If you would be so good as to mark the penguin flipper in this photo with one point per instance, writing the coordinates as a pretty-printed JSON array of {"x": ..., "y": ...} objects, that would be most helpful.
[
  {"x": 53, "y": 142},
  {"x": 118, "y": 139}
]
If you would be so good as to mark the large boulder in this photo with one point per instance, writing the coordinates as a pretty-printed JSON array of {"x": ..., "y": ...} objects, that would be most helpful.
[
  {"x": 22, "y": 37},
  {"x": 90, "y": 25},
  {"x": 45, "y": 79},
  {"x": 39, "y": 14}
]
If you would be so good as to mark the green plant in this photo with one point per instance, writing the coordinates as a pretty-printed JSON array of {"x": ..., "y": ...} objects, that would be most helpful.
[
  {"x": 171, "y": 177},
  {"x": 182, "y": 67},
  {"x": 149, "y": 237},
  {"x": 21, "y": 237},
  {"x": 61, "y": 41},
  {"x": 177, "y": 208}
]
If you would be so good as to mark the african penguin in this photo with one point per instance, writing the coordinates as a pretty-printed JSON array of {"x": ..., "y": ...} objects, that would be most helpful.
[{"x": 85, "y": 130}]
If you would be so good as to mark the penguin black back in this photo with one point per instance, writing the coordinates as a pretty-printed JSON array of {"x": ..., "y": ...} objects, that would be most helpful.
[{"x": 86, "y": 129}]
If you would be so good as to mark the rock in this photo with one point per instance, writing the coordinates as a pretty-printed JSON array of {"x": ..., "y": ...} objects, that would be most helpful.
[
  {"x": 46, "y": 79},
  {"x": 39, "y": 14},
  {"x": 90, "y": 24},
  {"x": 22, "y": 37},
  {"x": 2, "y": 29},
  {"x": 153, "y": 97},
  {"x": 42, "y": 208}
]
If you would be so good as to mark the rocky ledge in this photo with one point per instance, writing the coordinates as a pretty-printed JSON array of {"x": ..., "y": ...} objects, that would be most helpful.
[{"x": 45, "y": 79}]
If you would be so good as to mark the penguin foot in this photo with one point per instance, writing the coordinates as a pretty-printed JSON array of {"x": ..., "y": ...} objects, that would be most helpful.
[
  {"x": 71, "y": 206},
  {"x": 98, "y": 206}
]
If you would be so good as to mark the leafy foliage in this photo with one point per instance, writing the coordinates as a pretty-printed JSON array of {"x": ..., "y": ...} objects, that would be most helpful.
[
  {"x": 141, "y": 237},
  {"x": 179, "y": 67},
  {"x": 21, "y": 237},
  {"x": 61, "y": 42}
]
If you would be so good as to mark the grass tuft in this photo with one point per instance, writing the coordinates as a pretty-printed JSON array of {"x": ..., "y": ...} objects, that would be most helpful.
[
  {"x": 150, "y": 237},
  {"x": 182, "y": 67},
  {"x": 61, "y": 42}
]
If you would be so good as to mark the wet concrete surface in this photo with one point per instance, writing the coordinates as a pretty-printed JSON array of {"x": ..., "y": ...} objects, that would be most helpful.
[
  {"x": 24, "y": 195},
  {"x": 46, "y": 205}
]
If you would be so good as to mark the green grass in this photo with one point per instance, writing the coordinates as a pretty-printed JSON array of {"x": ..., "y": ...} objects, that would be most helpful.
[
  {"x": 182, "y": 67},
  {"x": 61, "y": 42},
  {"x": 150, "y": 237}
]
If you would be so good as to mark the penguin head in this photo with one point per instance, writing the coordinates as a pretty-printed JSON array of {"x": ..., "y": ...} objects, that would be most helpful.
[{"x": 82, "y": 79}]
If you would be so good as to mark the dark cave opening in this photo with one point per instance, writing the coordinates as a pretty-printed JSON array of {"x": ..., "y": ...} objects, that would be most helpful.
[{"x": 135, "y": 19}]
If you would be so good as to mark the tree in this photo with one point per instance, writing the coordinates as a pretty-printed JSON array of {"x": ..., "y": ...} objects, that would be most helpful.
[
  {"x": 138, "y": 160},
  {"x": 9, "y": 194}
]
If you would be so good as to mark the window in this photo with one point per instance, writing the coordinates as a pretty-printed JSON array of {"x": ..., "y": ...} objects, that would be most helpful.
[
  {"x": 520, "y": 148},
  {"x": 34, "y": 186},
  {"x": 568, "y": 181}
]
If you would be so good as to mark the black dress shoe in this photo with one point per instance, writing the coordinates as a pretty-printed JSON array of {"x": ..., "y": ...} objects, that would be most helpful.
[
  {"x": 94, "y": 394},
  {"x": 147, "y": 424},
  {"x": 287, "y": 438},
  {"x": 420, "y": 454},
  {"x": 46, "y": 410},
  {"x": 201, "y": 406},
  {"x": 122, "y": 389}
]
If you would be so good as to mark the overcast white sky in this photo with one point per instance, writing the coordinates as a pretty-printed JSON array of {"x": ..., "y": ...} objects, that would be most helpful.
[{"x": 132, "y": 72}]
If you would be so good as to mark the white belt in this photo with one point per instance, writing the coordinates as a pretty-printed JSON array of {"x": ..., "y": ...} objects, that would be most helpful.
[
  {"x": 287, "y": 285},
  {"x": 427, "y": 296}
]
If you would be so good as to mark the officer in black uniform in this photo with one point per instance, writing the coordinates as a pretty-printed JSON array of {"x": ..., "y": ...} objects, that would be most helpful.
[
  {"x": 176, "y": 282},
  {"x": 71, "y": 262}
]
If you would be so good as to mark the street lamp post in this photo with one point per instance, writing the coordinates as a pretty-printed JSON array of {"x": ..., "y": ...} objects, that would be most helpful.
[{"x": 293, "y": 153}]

○ ○ ○ ○

**Problem to solve:**
Write out exactly the lines that run from the one containing "If you would be so good as to mark the white" to the end of the records, both end lines included.

**Written solution:**
If you would be so good as to mark the white belt in this photo with one point per instance, writing the coordinates as a pretty-printed JSON array of {"x": ..., "y": ...} objects, that would be most helpful.
[
  {"x": 287, "y": 285},
  {"x": 427, "y": 296}
]
If you would be so good as to mark the officer in black uniform in this photo with one point per instance, writing the coordinates as a pretty-printed JSON array of {"x": ..., "y": ...} objects, that would be most helpful.
[
  {"x": 176, "y": 282},
  {"x": 71, "y": 262}
]
If you would be so good as to mark the street lamp post in this photo with one point per instance, writing the coordinates as a pretty-printed JSON array of {"x": ..., "y": ...} objects, that would be most helpful.
[{"x": 293, "y": 153}]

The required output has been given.